▸ **WHAT IS REQUIRED**
Pick up the text about Imran Khan's politics and charity work after its final sentence and continue writing it.

Start of TEXT EXCERPT

So how does one tackle such dire inequalities of wealth and education? “The solution is direct taxation,” claims Khan. “Also subsidising the small farmer of Pakistan when 70 per cent of the people live in the rural areas.”

For a politician who is seen on Pakistani television stations debating so vociferously for democracy and the restoration of the judiciary, Imran was a quiet, albeit, determined child. “I was shy,” he recalls. “But I knew exactly what I wanted. I was undetered by setbacks and failures. I used to learn from my mistakes and keep going. When I went out collecting money and when I started in politics I had to change myself [by becoming less shy].”

The money collection Khan does for the cancer hospital he built in 1994 is said to provide over 70 per cent of its patients with free treatment facilities. He dedicated the hospital to the memory of his mother, Shaukat Khanum, who died from cancer and after whom the hospital is named. “We are working on a second cancer hospital in Karachi,” he says.

What Khan is doing, through his Shaukat Khanum Cancer Hospital and Namal College, should actually be the job of the government. But this is a country where the idea of state hand-outs are very much an alien concept.

With the new administration in place – a shaky coalition of parties that appears to be in a constant battle to survive – it seems to be left up to Khan and others like him to run mini welfare-states within Pakistan.

“I think people like us who have been given so much by our country have a responsibility,” he says. “The only way to fight for a change is through politics, there is no other way.”

So how has Khan been rewarded for his efforts? Back in the 90s he was accused of being party to a Jewish conspiracy by his critics for marrying Jemima Goldsmith. In more recent times Musharraf is said to have branded him a terrorist without a beard. And last year Khan was temporarily arrested following the infamous imposition of emergency rule as the country’s judiciary got the sack.

End of TEXT EXCERPT
Start of DATASET EXTRACT

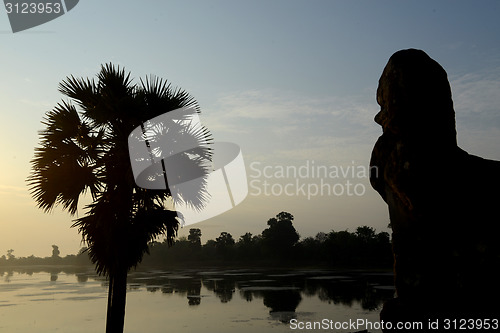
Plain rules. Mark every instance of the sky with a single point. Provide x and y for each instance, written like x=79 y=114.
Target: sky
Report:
x=293 y=83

End of DATASET EXTRACT

▸ **TASK RESPONSE**
Asked on who he counts among his supporters he is silent for a moment. “The youth, women” he says finally.

Khan is a frequent visitor to the UK, home to his now ex-wife Jemima and their two sons.

And judging from the attendance at the talks he delivers in London, he enjoys considerable support, or at least sympathy, from many British Pakistanis. As one woman last year confided during a demonstration outside Downing Street to protest Musharraf’s emergency rule: “If we do not support Khan he is going to be finished.”

Suggestions that Imran Khan’s popularity is on the rise are, however, untested. He boycotted elections earlier in the year in what some would say was a missed opportunity to prove he does hold electoral clout.

But Khan insisted he would not take part in a vote until the restoration of the country’s judiciary – part of tendency to take a moralistic stance which has been both to his detriment and his unique selling point.

Opponents assert Khan is a impractical man. And perhaps building Oxford University in Pakistan will prove his mettle. On the other hand perhaps it’s just a step too far in a country struggling with growing militancy and the threat from Al Qaeda.

But for his young supporters it is Khan’s professed principles and idealism that remain a draw. “I am an idealist – the rest, it doesn’t matter if we create a utopia.”